YOUR ASSIGNMENT: If a line in the entries below includes the string "deep", copy it out.

::::

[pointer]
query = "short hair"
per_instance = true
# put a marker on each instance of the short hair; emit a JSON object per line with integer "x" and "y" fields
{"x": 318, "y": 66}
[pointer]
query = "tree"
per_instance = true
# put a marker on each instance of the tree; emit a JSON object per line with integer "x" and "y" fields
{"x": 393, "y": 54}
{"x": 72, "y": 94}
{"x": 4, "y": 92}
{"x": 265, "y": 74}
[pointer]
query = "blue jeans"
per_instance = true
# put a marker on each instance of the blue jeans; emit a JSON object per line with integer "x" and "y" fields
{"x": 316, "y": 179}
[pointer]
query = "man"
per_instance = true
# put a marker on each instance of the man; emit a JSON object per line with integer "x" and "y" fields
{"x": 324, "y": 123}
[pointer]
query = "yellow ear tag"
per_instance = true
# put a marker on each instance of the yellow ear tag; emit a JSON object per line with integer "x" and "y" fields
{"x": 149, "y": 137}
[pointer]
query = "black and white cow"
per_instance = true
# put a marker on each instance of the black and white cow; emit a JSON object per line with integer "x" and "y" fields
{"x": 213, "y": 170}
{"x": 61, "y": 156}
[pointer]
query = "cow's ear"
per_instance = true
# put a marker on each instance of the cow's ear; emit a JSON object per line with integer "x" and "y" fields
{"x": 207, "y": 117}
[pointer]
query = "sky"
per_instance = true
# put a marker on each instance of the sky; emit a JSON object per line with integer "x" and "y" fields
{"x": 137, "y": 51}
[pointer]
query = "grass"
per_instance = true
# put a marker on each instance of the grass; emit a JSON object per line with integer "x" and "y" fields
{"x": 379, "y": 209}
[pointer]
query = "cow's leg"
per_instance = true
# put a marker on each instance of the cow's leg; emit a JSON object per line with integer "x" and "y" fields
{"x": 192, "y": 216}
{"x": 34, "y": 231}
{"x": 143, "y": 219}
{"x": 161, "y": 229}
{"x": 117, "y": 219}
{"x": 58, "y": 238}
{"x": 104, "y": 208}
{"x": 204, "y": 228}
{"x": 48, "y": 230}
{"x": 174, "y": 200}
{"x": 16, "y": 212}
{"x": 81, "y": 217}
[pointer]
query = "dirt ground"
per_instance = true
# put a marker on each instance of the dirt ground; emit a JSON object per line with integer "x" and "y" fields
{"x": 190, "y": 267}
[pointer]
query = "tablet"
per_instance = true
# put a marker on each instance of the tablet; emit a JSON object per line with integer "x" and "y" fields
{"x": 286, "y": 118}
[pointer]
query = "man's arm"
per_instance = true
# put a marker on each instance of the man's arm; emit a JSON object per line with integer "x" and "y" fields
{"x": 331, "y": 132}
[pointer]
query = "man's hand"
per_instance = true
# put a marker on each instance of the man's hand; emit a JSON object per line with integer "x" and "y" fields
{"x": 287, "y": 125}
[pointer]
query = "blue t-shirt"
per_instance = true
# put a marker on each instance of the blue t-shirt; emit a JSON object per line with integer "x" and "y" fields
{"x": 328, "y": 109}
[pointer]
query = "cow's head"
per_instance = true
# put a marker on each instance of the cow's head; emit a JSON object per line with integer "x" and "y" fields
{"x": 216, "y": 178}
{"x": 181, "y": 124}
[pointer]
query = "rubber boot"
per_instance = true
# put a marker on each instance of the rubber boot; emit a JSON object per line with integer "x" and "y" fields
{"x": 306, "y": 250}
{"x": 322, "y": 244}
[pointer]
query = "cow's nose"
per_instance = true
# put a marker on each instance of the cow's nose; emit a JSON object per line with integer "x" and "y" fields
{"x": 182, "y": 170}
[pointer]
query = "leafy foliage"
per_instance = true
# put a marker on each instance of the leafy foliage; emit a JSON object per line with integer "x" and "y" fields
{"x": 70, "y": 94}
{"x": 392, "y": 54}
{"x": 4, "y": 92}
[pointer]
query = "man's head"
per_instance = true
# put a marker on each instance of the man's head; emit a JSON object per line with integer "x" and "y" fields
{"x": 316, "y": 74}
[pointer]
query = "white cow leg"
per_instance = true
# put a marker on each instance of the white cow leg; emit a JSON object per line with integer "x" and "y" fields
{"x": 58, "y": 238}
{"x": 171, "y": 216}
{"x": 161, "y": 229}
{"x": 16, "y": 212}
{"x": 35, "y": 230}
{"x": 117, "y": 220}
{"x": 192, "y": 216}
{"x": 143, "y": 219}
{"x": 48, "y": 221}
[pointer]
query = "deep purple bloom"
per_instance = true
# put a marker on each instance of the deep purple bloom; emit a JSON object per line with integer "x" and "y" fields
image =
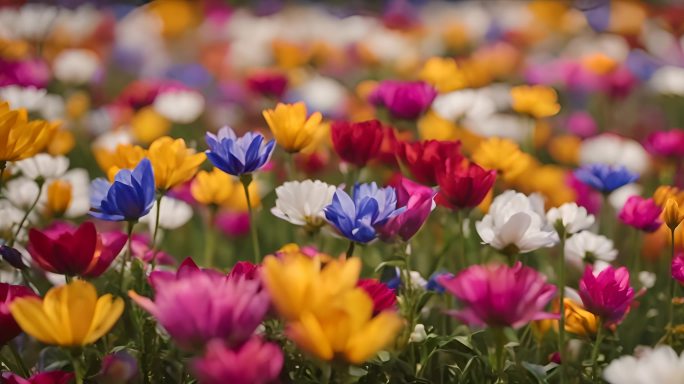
{"x": 404, "y": 100}
{"x": 607, "y": 295}
{"x": 499, "y": 295}
{"x": 255, "y": 362}
{"x": 641, "y": 214}
{"x": 238, "y": 155}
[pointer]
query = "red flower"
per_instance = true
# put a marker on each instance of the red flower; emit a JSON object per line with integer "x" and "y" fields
{"x": 424, "y": 158}
{"x": 357, "y": 143}
{"x": 67, "y": 250}
{"x": 463, "y": 184}
{"x": 8, "y": 327}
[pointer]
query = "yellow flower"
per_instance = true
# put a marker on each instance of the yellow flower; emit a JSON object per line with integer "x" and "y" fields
{"x": 537, "y": 101}
{"x": 215, "y": 187}
{"x": 504, "y": 156}
{"x": 70, "y": 315}
{"x": 290, "y": 126}
{"x": 19, "y": 137}
{"x": 173, "y": 163}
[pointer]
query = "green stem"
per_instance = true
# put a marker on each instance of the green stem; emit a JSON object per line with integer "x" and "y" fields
{"x": 246, "y": 179}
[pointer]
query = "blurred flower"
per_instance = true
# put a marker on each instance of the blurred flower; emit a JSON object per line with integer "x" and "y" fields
{"x": 516, "y": 223}
{"x": 292, "y": 130}
{"x": 173, "y": 163}
{"x": 404, "y": 100}
{"x": 302, "y": 203}
{"x": 129, "y": 198}
{"x": 605, "y": 178}
{"x": 357, "y": 143}
{"x": 74, "y": 251}
{"x": 500, "y": 296}
{"x": 537, "y": 101}
{"x": 463, "y": 184}
{"x": 70, "y": 315}
{"x": 607, "y": 295}
{"x": 570, "y": 217}
{"x": 357, "y": 219}
{"x": 255, "y": 362}
{"x": 238, "y": 155}
{"x": 641, "y": 214}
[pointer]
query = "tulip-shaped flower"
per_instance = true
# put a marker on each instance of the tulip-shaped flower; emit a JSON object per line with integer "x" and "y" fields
{"x": 238, "y": 155}
{"x": 357, "y": 218}
{"x": 640, "y": 213}
{"x": 70, "y": 315}
{"x": 255, "y": 362}
{"x": 357, "y": 143}
{"x": 74, "y": 251}
{"x": 607, "y": 295}
{"x": 129, "y": 198}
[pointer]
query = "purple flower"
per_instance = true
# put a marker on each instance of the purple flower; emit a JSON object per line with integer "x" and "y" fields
{"x": 499, "y": 295}
{"x": 607, "y": 295}
{"x": 641, "y": 214}
{"x": 255, "y": 362}
{"x": 404, "y": 100}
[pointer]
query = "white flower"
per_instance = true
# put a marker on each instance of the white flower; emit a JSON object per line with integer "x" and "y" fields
{"x": 75, "y": 66}
{"x": 179, "y": 106}
{"x": 572, "y": 217}
{"x": 302, "y": 202}
{"x": 660, "y": 365}
{"x": 588, "y": 245}
{"x": 43, "y": 166}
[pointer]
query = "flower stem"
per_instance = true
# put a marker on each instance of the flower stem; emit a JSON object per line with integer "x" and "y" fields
{"x": 246, "y": 179}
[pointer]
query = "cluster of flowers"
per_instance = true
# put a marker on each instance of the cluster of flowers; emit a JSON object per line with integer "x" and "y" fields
{"x": 443, "y": 192}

::::

RESULT FOR THIS TASK:
query = "deep purple bloom"
# put a marker on each instance of the deep purple bloom; emit a JSON object per line with integer "x" and "y" fields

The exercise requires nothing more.